YOUR ASSIGNMENT -
The result should be the lines from the one holding "Practice step: identify the white cloud" to the final line of the records, retyped exactly.

EXTRACTED MATERIAL -

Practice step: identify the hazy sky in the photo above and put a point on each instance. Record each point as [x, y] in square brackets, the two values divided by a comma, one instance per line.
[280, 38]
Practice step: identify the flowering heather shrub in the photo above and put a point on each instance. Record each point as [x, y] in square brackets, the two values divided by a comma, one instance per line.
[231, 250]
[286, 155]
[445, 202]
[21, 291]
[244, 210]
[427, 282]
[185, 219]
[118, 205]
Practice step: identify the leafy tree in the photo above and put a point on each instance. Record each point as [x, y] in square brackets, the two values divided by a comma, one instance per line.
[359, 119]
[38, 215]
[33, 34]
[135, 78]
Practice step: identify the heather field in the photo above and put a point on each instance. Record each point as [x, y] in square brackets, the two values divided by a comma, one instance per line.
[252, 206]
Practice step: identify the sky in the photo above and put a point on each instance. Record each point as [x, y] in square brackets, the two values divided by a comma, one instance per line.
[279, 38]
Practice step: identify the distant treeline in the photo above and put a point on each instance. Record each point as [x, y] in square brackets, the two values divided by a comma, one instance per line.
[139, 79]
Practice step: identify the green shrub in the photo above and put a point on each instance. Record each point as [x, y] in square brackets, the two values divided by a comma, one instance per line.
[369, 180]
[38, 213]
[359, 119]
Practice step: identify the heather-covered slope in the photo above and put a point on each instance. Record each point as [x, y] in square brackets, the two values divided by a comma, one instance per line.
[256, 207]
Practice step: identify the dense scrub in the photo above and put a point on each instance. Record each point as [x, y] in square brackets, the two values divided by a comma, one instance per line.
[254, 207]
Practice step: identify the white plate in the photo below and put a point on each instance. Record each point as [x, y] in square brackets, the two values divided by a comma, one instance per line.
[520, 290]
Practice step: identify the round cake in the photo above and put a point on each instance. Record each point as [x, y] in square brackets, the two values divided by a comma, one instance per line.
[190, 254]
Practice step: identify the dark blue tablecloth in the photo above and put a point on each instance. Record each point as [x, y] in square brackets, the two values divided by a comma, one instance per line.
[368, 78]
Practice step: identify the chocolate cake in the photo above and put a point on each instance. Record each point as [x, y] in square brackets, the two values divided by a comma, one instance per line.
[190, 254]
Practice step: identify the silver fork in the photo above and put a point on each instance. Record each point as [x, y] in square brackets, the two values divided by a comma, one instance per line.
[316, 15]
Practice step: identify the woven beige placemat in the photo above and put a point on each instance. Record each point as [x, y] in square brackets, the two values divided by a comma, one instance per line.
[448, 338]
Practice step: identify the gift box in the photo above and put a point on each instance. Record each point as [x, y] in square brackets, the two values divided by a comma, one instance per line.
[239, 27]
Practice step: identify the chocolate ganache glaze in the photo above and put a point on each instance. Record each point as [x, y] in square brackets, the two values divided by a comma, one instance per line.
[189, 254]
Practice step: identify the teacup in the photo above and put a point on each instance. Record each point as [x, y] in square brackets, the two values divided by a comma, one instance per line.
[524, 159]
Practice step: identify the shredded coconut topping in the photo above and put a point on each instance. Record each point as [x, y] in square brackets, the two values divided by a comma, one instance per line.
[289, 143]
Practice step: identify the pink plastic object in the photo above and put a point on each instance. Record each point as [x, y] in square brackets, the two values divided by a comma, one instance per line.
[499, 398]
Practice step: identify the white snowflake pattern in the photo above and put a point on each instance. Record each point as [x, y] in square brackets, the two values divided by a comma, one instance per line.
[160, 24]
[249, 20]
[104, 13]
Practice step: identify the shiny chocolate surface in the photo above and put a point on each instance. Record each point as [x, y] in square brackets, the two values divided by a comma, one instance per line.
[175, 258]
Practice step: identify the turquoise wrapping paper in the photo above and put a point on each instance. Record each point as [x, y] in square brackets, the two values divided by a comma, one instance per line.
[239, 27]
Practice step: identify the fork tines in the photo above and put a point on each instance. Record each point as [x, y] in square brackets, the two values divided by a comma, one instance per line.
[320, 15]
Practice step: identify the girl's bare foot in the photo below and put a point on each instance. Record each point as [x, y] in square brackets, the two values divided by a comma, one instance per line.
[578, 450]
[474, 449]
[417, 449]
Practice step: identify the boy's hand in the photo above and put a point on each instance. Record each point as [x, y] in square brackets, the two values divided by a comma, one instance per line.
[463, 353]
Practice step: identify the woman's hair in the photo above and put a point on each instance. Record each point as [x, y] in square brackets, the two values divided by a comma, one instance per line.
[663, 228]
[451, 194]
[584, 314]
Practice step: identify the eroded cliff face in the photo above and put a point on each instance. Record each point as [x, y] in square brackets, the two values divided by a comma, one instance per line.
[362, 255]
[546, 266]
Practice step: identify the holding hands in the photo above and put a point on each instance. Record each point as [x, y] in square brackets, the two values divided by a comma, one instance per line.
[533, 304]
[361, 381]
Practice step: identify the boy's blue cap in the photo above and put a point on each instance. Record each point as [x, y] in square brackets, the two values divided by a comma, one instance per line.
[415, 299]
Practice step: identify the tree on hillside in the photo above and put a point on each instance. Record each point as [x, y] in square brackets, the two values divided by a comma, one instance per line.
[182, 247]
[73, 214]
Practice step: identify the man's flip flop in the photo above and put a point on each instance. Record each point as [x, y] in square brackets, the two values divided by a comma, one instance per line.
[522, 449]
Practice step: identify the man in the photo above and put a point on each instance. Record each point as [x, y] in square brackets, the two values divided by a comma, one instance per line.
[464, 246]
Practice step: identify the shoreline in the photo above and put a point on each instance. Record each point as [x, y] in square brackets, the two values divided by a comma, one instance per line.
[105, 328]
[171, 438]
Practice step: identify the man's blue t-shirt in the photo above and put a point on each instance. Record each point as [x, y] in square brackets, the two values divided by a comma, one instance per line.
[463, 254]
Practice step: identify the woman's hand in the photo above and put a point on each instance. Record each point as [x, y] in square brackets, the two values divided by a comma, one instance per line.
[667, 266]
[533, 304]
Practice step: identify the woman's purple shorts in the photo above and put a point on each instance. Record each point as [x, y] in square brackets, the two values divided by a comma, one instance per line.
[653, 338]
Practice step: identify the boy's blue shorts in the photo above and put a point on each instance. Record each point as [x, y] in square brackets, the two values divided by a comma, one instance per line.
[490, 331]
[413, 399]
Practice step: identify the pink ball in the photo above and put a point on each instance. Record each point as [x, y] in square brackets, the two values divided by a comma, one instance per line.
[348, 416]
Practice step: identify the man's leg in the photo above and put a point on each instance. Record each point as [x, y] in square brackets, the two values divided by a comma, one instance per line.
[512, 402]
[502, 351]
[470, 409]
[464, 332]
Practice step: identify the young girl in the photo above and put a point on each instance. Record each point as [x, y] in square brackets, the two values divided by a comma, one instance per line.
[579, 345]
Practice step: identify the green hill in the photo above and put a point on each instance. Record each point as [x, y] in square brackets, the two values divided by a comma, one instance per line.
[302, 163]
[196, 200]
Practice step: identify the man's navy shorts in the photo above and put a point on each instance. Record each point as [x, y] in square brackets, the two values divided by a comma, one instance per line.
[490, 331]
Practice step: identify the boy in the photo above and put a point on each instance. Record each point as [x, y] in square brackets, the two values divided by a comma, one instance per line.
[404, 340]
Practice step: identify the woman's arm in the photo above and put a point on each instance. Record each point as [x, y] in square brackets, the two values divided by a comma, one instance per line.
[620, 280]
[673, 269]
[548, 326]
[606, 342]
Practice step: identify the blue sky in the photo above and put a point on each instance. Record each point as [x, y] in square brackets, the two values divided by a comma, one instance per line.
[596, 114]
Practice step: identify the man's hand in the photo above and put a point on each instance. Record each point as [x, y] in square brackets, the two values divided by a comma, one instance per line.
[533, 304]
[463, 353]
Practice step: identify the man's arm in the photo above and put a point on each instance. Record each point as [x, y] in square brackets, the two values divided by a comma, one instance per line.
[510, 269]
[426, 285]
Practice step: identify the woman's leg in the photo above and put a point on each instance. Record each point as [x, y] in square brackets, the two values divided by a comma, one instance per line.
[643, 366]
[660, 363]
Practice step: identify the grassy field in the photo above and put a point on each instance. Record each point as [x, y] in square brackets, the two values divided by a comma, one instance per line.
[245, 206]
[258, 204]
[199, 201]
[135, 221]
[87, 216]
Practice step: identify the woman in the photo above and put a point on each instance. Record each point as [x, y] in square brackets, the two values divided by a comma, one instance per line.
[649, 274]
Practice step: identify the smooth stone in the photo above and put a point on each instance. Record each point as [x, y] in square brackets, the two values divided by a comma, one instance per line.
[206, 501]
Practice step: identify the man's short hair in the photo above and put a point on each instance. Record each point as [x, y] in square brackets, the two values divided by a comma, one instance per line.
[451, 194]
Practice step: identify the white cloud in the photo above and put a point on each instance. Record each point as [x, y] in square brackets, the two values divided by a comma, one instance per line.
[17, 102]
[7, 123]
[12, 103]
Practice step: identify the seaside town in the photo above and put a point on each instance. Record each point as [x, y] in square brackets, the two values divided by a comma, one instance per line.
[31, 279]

REPLY TO THE TASK -
Practice step: identify the white cloud in the photo above and put a point on each instance. Record each point as [x, y] in square brackets, the two values divided by a comma, one instance per line.
[17, 102]
[7, 123]
[12, 103]
Practice step: identify the seaside town in the photo above and put a point on each instance. Record each point as [x, y] in square brackets, the two values divided by a comma, one instance per line.
[31, 279]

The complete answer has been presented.